* _TRY IT_: If a line in the data below contains the word "chair", copy it out.
━━ TASK DATA ━━
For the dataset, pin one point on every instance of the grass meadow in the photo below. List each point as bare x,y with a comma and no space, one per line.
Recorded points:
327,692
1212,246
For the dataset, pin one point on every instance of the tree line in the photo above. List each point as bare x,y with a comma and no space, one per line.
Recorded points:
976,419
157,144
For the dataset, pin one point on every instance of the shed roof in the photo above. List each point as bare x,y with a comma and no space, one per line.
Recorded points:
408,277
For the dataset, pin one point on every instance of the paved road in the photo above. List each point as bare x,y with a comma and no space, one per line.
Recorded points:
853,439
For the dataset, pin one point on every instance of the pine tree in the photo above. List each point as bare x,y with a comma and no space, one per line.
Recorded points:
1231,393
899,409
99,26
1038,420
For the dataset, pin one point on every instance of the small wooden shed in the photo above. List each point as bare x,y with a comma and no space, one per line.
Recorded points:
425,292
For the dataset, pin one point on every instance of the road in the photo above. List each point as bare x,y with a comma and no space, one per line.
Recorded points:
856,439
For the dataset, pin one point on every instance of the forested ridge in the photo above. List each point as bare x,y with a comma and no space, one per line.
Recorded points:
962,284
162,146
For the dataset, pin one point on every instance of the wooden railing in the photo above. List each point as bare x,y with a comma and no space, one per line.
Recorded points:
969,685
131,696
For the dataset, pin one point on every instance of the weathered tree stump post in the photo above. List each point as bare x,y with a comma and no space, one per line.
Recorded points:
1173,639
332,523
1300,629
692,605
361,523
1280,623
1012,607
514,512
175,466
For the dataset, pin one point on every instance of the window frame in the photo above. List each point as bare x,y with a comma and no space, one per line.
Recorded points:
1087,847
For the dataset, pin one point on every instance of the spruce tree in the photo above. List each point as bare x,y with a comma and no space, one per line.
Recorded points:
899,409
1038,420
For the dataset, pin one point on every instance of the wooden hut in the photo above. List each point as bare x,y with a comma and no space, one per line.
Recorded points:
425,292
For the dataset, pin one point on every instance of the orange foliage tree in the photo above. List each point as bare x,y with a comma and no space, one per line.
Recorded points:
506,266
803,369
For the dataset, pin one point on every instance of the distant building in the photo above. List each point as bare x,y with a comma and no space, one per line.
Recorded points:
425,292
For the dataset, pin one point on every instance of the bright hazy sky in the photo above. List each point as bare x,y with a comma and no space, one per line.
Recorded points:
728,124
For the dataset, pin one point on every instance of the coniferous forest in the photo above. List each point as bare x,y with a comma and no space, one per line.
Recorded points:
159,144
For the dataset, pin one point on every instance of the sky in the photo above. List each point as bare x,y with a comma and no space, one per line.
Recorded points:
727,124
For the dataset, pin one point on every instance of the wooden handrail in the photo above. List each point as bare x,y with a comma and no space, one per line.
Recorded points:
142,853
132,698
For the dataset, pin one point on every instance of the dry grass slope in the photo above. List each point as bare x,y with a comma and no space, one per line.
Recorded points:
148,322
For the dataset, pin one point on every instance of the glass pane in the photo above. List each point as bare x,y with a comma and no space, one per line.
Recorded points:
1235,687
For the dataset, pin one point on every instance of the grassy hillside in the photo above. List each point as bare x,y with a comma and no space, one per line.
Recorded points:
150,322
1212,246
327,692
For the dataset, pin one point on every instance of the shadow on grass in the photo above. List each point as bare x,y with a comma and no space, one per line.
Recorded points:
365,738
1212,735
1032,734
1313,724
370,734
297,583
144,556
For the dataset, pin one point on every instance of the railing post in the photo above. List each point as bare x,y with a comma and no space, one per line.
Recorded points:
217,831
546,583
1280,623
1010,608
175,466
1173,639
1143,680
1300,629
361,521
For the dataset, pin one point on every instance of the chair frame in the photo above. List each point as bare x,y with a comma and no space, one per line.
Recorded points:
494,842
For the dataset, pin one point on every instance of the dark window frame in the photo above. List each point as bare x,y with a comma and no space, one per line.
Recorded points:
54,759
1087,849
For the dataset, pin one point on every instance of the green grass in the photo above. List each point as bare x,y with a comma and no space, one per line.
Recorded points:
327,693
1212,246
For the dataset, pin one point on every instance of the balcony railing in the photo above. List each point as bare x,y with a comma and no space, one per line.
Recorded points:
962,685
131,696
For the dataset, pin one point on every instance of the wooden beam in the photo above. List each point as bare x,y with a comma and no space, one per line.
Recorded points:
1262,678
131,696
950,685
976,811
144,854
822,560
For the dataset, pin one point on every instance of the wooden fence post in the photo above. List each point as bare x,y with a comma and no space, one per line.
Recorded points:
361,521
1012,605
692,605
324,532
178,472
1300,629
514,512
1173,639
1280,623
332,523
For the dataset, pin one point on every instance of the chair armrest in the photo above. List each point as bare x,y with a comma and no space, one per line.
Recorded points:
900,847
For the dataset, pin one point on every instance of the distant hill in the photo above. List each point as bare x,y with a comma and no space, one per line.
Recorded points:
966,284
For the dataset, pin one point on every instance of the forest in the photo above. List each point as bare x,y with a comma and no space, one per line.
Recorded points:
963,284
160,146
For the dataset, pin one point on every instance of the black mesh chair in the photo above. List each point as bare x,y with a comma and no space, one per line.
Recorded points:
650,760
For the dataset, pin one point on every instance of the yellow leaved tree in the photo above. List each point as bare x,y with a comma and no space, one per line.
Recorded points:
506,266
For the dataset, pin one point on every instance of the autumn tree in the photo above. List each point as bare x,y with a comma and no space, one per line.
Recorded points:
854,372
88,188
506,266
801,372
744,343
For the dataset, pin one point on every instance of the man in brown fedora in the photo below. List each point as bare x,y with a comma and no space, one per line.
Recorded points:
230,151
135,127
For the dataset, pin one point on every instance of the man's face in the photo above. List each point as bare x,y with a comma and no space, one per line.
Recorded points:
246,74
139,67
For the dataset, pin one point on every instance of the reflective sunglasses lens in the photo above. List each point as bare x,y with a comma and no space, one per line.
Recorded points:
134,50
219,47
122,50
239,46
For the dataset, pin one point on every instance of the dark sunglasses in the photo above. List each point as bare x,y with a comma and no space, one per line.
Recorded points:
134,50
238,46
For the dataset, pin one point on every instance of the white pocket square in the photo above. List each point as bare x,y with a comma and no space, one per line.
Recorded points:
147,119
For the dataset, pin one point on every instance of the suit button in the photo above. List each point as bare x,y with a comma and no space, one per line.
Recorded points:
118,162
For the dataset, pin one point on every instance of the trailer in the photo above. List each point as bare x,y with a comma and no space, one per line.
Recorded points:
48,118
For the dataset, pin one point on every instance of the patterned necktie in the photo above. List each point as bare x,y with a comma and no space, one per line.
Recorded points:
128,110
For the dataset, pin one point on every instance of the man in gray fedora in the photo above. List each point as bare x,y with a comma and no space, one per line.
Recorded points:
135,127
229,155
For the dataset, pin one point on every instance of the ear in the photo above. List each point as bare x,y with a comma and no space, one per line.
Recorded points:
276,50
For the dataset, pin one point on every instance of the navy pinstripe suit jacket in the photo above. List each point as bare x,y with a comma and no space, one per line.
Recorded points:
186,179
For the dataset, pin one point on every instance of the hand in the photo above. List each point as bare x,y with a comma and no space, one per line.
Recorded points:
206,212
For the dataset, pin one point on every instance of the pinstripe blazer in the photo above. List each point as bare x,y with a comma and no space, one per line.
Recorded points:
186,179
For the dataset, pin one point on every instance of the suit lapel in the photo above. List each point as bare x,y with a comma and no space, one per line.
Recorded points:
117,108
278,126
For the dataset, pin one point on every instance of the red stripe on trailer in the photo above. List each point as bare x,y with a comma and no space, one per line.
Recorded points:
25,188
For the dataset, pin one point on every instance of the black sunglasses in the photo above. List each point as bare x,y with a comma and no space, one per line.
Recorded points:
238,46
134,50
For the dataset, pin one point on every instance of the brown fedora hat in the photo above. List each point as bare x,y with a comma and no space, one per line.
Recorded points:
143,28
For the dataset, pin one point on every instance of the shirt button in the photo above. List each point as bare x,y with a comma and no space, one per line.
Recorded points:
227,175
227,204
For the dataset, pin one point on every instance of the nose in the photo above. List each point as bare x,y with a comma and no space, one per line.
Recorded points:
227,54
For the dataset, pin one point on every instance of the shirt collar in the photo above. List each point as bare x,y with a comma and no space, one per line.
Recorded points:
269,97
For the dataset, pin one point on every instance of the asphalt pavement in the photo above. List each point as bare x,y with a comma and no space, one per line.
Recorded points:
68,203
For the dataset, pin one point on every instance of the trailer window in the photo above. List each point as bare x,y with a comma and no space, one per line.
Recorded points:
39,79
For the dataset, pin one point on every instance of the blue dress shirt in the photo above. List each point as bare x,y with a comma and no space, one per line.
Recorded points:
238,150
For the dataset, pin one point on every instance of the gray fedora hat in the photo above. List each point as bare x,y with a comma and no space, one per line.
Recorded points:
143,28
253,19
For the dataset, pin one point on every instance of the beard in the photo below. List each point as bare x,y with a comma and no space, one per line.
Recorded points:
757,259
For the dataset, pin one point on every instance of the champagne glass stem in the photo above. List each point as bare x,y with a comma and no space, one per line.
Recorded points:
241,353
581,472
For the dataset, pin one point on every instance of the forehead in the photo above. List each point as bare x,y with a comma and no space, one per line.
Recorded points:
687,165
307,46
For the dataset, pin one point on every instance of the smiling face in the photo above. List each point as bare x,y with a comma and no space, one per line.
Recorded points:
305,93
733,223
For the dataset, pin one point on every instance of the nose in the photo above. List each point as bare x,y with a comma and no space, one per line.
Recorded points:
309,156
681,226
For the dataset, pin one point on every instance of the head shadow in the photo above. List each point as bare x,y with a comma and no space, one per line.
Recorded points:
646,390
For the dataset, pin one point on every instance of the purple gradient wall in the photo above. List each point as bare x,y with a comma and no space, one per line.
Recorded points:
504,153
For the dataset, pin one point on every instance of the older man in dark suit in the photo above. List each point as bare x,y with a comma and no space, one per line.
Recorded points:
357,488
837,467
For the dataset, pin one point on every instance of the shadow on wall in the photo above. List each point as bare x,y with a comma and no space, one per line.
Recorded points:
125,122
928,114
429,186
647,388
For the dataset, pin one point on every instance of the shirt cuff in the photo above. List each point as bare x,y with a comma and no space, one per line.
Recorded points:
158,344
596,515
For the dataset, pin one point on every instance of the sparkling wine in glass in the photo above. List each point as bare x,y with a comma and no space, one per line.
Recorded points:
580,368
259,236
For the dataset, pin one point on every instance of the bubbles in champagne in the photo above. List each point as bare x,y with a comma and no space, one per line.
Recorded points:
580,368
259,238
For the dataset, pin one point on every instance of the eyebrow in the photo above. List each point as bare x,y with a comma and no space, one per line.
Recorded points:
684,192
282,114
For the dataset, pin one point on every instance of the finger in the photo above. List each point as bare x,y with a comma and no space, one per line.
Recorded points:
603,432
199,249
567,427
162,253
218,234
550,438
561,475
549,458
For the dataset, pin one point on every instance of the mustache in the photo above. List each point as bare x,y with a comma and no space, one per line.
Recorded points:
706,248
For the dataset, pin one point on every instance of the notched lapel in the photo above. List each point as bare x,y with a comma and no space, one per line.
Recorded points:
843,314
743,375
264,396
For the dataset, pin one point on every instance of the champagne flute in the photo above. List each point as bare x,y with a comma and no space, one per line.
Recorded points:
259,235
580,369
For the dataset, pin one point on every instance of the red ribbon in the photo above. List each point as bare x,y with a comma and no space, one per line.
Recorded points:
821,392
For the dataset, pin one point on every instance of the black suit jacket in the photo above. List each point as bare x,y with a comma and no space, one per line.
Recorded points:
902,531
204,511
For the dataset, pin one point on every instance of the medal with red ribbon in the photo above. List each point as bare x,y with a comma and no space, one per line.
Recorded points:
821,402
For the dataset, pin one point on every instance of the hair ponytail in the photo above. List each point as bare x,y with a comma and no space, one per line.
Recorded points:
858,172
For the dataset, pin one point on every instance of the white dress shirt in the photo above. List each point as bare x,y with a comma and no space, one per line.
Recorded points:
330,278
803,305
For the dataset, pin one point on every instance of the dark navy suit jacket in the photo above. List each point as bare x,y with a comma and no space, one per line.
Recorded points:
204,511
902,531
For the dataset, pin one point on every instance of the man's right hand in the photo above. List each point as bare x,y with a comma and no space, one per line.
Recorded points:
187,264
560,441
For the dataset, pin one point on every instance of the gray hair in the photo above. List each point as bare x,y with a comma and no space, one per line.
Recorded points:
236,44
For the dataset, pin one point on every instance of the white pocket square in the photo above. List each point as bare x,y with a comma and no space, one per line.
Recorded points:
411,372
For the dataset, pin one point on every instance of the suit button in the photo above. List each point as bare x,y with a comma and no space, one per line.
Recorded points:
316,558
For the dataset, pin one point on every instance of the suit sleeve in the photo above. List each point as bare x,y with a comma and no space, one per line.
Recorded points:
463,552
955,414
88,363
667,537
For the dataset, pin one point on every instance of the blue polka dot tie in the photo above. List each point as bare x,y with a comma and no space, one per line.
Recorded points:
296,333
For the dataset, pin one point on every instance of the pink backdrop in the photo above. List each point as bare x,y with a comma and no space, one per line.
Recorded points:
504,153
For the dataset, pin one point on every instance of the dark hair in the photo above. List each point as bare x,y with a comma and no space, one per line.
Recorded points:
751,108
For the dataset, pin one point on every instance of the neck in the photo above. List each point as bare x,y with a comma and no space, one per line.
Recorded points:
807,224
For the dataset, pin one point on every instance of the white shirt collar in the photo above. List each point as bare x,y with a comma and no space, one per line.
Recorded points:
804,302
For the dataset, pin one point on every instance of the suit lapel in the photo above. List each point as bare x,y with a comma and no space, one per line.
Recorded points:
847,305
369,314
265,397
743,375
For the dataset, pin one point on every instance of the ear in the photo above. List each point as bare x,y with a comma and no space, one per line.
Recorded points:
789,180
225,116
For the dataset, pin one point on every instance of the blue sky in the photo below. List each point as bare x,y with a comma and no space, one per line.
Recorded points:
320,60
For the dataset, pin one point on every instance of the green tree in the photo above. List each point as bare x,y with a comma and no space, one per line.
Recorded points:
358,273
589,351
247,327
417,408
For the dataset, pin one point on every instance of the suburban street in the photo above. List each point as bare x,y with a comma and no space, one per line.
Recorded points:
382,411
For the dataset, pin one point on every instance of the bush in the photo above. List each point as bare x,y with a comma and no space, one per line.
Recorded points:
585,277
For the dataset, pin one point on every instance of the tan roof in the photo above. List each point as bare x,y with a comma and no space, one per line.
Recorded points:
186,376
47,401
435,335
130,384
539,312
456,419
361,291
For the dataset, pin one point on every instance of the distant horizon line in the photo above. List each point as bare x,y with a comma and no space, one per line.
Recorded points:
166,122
━━━
* _RESPONSE FOR THIS EXERCISE_:
For the dataset, pin one point on every instance of the chair frame in the photo above. List each point as bare x,y with a comma and no space, one per line.
For the dataset, pin one point on every instance of the chair armrest in the photo above. List each point as bare x,y with a comma and no space, one per line.
For the dataset, pin one point on every instance of the black mesh chair in the photo above. List each point as bare x,y with a comma and no space, one per line.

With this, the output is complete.